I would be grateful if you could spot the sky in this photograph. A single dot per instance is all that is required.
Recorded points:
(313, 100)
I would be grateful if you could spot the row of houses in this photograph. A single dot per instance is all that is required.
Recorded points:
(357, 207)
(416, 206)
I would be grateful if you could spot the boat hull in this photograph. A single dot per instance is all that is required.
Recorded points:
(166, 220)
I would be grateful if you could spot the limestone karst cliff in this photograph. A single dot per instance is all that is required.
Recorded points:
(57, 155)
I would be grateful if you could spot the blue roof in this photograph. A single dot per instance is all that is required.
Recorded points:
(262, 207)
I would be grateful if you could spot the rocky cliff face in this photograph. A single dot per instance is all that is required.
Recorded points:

What you need to do | Scan the material above for the string "cliff". Return each line where it occurs.

Exercise answer |
I would be grateful if you could spot the limestone karst cliff in this photograph. A single dot per instance is all that is required.
I would be grateful if you could spot the rocky cliff face in this photograph. A single dot per instance is all that is required.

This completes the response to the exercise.